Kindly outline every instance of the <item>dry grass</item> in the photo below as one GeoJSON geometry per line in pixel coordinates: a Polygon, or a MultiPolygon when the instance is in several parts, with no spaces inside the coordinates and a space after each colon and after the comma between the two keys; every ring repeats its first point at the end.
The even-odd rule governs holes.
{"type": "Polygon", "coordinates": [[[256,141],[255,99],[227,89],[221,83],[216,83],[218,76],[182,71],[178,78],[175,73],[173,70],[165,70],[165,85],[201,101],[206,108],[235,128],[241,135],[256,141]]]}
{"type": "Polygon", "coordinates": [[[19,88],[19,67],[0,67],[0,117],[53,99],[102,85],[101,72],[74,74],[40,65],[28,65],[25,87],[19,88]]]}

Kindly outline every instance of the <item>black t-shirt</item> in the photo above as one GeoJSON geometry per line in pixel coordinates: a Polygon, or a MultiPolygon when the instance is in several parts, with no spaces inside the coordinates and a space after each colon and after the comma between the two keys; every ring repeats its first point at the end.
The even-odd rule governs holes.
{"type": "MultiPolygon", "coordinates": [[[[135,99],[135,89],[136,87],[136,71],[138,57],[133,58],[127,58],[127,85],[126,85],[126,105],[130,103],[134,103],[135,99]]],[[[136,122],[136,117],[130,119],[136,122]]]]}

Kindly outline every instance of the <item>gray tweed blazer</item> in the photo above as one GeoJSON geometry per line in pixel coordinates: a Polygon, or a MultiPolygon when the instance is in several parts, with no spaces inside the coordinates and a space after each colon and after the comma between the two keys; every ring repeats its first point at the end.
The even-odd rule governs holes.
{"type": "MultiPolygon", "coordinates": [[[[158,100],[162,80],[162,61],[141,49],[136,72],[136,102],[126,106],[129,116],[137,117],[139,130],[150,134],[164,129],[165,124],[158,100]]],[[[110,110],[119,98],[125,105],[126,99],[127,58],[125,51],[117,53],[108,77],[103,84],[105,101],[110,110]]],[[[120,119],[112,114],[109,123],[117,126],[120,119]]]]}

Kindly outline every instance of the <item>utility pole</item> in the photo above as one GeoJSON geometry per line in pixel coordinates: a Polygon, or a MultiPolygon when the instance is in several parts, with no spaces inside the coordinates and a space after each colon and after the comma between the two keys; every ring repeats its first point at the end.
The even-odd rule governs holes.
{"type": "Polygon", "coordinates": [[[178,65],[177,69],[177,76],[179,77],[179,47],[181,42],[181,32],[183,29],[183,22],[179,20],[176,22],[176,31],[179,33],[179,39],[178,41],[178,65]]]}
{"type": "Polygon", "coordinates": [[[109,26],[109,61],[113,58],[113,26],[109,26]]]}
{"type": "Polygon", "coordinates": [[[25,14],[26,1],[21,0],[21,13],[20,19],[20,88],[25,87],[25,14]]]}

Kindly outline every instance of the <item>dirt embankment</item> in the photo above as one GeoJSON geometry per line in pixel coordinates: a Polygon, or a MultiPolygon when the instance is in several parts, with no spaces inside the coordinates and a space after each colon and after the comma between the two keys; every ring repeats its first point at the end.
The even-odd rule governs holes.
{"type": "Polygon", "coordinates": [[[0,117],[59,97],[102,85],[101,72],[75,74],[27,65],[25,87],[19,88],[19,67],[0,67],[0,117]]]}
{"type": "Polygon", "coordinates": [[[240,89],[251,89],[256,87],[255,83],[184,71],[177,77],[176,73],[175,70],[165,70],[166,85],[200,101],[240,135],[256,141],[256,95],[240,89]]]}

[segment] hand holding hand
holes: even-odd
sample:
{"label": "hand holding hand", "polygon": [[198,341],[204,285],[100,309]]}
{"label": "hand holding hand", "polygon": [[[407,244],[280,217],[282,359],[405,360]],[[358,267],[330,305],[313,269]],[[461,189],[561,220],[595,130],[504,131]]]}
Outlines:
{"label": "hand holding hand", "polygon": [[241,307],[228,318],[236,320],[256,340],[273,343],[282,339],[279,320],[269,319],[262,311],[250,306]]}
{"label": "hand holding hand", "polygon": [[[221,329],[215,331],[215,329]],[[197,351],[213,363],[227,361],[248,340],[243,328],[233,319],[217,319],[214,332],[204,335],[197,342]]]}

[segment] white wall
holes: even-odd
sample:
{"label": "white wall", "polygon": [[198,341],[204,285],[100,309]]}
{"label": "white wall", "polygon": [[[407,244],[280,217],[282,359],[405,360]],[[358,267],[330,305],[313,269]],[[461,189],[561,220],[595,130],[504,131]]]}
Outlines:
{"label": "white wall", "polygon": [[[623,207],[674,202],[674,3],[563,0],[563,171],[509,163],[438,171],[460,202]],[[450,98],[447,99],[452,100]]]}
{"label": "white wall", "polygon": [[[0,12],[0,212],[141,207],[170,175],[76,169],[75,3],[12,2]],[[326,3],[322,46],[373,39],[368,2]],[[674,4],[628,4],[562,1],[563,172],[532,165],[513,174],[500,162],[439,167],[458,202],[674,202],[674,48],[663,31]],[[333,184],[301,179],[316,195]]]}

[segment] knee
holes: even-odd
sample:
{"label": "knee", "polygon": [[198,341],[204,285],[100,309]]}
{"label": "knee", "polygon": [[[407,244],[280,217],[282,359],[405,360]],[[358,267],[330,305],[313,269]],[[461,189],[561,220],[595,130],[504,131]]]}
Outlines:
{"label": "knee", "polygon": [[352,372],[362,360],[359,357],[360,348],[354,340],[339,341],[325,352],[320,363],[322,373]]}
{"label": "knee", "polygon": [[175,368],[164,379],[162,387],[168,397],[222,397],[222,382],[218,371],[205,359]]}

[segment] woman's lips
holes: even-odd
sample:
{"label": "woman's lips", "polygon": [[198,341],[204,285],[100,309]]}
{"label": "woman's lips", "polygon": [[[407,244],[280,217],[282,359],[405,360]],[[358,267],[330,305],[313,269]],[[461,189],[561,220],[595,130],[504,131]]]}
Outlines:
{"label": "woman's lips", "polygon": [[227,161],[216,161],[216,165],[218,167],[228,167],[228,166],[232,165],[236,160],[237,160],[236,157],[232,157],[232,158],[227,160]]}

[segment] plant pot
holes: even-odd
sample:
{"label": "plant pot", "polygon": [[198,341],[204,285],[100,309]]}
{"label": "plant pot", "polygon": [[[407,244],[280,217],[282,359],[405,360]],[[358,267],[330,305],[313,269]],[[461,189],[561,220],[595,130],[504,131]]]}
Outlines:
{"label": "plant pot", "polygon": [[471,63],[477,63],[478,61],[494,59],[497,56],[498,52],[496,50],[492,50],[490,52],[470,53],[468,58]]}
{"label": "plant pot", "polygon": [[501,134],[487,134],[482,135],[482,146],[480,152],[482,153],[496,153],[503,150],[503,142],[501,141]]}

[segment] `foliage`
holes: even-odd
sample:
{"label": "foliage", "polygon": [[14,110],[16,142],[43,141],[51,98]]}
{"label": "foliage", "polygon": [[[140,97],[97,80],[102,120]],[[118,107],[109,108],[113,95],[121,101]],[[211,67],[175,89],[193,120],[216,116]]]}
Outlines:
********
REQUIREMENTS >> Reproduce only the lines from the line containing "[segment] woman's lips" to the last line of the material above, both of those lines included.

EXERCISE SOLUTION >>
[segment] woman's lips
holes: even-odd
sample:
{"label": "woman's lips", "polygon": [[198,341],[204,285],[100,309]]}
{"label": "woman's lips", "polygon": [[[407,244],[280,217],[282,359],[405,360]],[[358,267],[330,305],[313,269]],[[461,189],[561,220],[595,130],[504,131]]]}
Outlines:
{"label": "woman's lips", "polygon": [[227,161],[216,161],[216,165],[218,167],[228,167],[228,166],[232,165],[236,160],[237,160],[236,157],[232,157],[232,158],[227,160]]}

[segment] plant pot
holes: even-odd
sample:
{"label": "plant pot", "polygon": [[198,341],[204,285],[100,309]]}
{"label": "plant pot", "polygon": [[[407,244],[280,217],[282,359],[405,360]],[[358,267],[330,305],[313,269]],[[461,189],[561,220],[595,130],[504,131]]]}
Outlines:
{"label": "plant pot", "polygon": [[471,63],[477,63],[478,61],[494,59],[497,56],[498,52],[496,50],[492,50],[490,52],[470,53],[468,58]]}
{"label": "plant pot", "polygon": [[501,134],[487,134],[482,135],[482,146],[480,152],[482,153],[496,153],[503,150],[503,142],[501,141]]}

[segment] `foliage`
holes: even-odd
sample:
{"label": "foliage", "polygon": [[14,110],[16,142],[43,141],[51,98]]}
{"label": "foliage", "polygon": [[[140,97],[97,80],[102,120]],[[118,107],[109,108],[113,95],[121,101]],[[211,67],[175,89],[193,120],[216,116]]]}
Outlines:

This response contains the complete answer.